__Goal of the exercise__:
Please print only the top portion of the entries below, ending with the line that contains "sample | [405, 715]", exactly as written.

__Supplied material__:

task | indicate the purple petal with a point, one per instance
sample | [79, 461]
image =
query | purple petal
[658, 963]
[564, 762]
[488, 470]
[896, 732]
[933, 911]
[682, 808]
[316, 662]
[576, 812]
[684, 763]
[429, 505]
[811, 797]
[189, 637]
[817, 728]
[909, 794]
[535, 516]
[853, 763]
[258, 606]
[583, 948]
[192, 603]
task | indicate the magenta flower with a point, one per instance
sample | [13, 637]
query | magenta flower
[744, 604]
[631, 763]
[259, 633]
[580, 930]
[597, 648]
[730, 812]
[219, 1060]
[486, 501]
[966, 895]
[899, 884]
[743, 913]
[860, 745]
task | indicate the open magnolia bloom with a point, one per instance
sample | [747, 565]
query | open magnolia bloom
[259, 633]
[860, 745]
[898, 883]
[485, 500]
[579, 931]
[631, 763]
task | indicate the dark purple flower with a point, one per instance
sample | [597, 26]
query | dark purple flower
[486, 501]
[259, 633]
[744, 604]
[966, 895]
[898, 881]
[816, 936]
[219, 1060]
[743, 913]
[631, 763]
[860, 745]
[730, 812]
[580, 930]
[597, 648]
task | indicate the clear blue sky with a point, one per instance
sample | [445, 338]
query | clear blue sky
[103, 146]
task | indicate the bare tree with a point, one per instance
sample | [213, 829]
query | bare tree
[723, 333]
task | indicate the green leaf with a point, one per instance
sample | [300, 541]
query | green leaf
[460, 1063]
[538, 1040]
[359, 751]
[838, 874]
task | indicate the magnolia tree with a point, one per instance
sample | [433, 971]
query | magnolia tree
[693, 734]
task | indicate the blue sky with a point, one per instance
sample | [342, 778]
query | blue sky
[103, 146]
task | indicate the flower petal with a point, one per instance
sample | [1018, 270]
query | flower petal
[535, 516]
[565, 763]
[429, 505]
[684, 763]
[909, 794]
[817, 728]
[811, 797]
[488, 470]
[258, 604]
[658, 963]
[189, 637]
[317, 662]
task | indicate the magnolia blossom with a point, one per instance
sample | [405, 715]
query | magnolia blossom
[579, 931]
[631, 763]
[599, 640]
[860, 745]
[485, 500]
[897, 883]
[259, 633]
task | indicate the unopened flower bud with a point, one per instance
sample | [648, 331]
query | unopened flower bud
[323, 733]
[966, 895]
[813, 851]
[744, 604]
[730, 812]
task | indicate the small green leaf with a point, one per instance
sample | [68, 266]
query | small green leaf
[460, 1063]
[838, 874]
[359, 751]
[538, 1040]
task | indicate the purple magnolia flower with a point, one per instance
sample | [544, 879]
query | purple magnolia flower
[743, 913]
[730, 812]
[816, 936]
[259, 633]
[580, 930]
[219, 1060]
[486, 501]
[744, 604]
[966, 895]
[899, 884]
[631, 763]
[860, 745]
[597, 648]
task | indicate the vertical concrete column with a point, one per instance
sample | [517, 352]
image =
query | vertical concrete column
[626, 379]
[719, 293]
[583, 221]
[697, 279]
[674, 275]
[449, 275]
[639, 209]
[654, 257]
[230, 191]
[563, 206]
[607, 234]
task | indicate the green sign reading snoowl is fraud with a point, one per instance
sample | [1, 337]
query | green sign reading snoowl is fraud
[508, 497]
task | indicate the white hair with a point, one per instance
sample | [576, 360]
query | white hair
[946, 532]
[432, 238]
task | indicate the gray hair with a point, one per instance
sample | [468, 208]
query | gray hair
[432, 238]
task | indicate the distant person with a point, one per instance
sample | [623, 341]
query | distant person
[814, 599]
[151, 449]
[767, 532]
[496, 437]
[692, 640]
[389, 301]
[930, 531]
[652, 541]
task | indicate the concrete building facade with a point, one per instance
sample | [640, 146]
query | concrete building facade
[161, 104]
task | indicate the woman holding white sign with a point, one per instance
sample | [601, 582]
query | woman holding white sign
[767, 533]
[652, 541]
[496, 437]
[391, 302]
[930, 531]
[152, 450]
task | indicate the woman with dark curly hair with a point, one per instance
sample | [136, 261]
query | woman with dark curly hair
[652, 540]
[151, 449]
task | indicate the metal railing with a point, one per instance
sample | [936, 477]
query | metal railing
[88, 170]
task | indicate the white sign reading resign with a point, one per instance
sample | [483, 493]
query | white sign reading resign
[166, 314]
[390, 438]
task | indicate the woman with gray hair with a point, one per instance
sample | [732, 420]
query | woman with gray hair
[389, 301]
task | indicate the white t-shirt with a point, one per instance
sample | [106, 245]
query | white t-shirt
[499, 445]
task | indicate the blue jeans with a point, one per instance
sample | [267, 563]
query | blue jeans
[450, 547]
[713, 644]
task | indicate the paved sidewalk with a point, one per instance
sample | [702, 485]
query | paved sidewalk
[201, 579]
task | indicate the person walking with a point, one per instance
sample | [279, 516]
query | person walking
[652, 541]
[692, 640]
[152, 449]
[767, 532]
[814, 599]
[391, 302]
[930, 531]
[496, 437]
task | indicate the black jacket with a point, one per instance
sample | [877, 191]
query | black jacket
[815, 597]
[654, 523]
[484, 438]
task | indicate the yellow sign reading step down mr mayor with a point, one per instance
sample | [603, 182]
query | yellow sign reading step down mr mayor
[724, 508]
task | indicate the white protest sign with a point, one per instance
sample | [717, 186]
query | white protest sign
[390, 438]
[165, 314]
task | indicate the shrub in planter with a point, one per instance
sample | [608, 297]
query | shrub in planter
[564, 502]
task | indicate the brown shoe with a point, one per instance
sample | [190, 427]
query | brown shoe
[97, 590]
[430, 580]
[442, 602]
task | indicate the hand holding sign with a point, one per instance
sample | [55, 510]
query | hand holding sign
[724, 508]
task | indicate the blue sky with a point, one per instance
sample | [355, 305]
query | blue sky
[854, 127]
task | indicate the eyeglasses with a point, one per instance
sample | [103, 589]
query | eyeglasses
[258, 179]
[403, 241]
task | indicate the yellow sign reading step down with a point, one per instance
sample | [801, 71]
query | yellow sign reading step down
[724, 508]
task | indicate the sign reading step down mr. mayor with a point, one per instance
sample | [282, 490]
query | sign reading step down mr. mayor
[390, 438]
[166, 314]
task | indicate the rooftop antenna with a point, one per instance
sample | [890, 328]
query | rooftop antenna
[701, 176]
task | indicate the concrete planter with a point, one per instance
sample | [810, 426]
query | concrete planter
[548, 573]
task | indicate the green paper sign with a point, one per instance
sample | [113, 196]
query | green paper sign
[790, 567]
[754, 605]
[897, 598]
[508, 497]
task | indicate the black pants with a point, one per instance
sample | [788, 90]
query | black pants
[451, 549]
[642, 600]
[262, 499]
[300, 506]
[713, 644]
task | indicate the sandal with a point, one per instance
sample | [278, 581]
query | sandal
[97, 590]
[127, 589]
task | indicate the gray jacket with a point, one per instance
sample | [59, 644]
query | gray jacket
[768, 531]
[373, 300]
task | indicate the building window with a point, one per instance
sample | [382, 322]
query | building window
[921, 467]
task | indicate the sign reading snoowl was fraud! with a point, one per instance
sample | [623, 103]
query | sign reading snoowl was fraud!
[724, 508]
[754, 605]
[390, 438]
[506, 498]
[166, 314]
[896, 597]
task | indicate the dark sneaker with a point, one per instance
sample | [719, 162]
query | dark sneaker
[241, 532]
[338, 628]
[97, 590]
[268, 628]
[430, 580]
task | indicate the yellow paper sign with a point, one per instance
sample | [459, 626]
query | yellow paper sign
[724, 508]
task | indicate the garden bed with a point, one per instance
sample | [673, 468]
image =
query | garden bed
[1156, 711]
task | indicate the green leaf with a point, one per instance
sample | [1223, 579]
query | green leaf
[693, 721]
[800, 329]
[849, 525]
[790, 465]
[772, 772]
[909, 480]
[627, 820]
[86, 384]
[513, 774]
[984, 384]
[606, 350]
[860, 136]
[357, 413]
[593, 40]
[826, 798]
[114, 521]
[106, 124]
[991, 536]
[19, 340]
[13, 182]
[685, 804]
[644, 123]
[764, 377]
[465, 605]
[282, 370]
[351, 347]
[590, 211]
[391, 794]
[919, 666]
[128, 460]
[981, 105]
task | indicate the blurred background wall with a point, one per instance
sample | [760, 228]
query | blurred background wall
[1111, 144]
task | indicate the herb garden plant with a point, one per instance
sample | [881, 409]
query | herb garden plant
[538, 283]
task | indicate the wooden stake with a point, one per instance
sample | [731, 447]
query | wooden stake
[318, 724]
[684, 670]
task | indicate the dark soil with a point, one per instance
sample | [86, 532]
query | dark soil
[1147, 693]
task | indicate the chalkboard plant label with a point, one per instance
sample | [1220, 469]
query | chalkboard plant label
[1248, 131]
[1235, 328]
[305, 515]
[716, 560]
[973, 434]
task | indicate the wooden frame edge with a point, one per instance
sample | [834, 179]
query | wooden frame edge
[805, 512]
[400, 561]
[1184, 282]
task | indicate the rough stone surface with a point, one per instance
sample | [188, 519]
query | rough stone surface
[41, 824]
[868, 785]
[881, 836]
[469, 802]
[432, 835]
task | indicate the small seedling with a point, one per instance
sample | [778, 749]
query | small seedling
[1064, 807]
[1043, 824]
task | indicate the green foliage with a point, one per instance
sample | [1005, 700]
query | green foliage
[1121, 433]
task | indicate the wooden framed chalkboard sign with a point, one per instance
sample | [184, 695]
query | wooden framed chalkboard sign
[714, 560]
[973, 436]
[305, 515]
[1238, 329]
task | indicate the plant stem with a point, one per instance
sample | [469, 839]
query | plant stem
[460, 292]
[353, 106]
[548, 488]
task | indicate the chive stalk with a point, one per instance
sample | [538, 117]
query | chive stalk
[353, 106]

__Exercise solution__:
task | indicate the purple petal with a point, one per instance
sample | [79, 461]
image =
query | purple petal
[658, 963]
[564, 762]
[488, 470]
[896, 732]
[933, 911]
[682, 808]
[316, 662]
[576, 812]
[684, 763]
[429, 505]
[811, 797]
[189, 637]
[817, 728]
[909, 794]
[535, 516]
[853, 763]
[258, 606]
[583, 948]
[192, 603]
task | indicate the magenta flower with a point, one per instance
sample | [13, 637]
query | magenta flower
[744, 604]
[631, 763]
[259, 633]
[580, 930]
[597, 648]
[730, 812]
[219, 1060]
[486, 501]
[966, 895]
[899, 884]
[743, 913]
[860, 745]
task | indicate the open magnolia bloom with a point, one per instance
sample | [747, 565]
query | open magnolia bloom
[259, 633]
[860, 745]
[898, 883]
[485, 500]
[579, 931]
[631, 763]
task | indicate the dark purple flower with a point, one per instance
sample | [597, 26]
query | dark purple flower
[486, 501]
[259, 633]
[744, 604]
[966, 895]
[898, 881]
[816, 936]
[219, 1060]
[743, 913]
[631, 763]
[860, 745]
[730, 812]
[580, 930]
[597, 648]
task | indicate the clear blue sky with a point, one per instance
sample | [445, 338]
query | clear blue sky
[103, 146]
task | indicate the bare tree with a point, one per instance
sample | [213, 829]
query | bare tree
[723, 333]
task | indicate the green leaf with a point, one per instance
sample | [300, 541]
query | green leaf
[460, 1063]
[538, 1040]
[359, 751]
[838, 874]
task | indicate the magnolia tree with a point, one per instance
sample | [433, 971]
query | magnolia tree
[693, 734]
task | indicate the blue sky with a point, one per instance
sample | [342, 778]
query | blue sky
[103, 146]
task | indicate the flower petal with a point, one per instance
sample | [1018, 270]
query | flower petal
[535, 516]
[565, 763]
[429, 505]
[684, 763]
[909, 794]
[817, 728]
[811, 797]
[488, 470]
[258, 604]
[658, 963]
[189, 637]
[317, 662]
task | indicate the magnolia blossom with a point, one per instance
sample | [405, 715]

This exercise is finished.